> WHAT IS EXPECTED: Emit the entire listing verbatim.

********

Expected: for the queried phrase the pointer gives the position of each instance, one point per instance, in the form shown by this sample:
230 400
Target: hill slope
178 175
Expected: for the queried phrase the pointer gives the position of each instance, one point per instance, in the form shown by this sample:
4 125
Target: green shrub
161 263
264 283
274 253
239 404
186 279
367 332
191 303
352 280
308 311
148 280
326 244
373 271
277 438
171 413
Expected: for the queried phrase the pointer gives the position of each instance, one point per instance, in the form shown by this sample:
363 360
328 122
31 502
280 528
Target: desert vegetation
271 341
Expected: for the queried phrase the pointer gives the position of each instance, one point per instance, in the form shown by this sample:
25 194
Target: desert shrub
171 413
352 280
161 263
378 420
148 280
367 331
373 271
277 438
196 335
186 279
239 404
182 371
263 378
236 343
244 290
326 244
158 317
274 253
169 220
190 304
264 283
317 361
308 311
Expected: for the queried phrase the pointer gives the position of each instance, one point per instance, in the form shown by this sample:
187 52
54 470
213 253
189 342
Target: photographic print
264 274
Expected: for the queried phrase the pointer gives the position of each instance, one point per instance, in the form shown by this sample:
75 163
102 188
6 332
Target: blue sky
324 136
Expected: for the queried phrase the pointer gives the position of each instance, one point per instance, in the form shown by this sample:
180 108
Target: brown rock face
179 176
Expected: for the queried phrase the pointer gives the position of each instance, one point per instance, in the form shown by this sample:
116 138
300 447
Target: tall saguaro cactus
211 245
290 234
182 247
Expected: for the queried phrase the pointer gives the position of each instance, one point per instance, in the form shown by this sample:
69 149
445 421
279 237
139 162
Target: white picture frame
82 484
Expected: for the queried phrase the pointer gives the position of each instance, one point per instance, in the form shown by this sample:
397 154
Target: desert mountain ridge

********

> TASK OUTPUT:
Expected: for the queried phrase the pointer gives the position of each instance, one point per instance, in the form shown by this sample:
230 400
Target: hill slope
178 175
Expected: for the queried phrase the pointer gives the position of each instance, one point per instance, in the form shown by this sample:
4 125
Target: green shrub
161 263
264 283
274 253
239 404
186 279
367 332
191 303
352 280
308 311
148 280
326 244
373 271
277 438
171 413
Expected: for the queried phrase the pointer gives the position of each instance, one point per instance, in the form shown by this sample:
363 360
328 122
31 502
280 528
Target: desert vegetation
271 341
Expected: for the queried phrase the pointer gives the position of each instance, one point per instance, in the form shown by this sample:
25 194
Target: desert shrub
171 413
352 280
161 263
378 420
148 280
367 331
373 271
277 438
196 335
186 279
239 404
182 371
263 378
236 343
244 290
326 244
158 317
274 253
169 220
190 304
264 283
317 361
308 311
Expected: for the queried phrase the pointer gives the position of each instance, one point per instance, in the form shown by this sample:
187 52
54 470
213 253
189 342
Target: photographic print
264 274
Expected: for the queried phrase the pointer gives the position of each instance, one point per instance, in the form shown by this sample:
75 163
102 188
6 332
Target: blue sky
324 136
Expected: for the queried phrase the pointer gives the position of each instance, one point per instance, in the form shown by this sample:
180 108
Target: brown rock face
179 176
Expected: for the queried phrase the pointer gives the position of each instance, one point per instance, in the form shown by this sample:
116 138
300 447
Target: tall saguaro cactus
211 245
290 234
182 247
Expected: for the queried phrase the pointer gives the position of each instance, one point per instance, in the form shown by this sample:
69 149
445 421
279 237
139 162
Target: white picture frame
82 484
Expected: for the queried phrase the pointer gives the position of each instance, one point per instance, in the form shown by this sample:
397 154
Target: desert mountain ridge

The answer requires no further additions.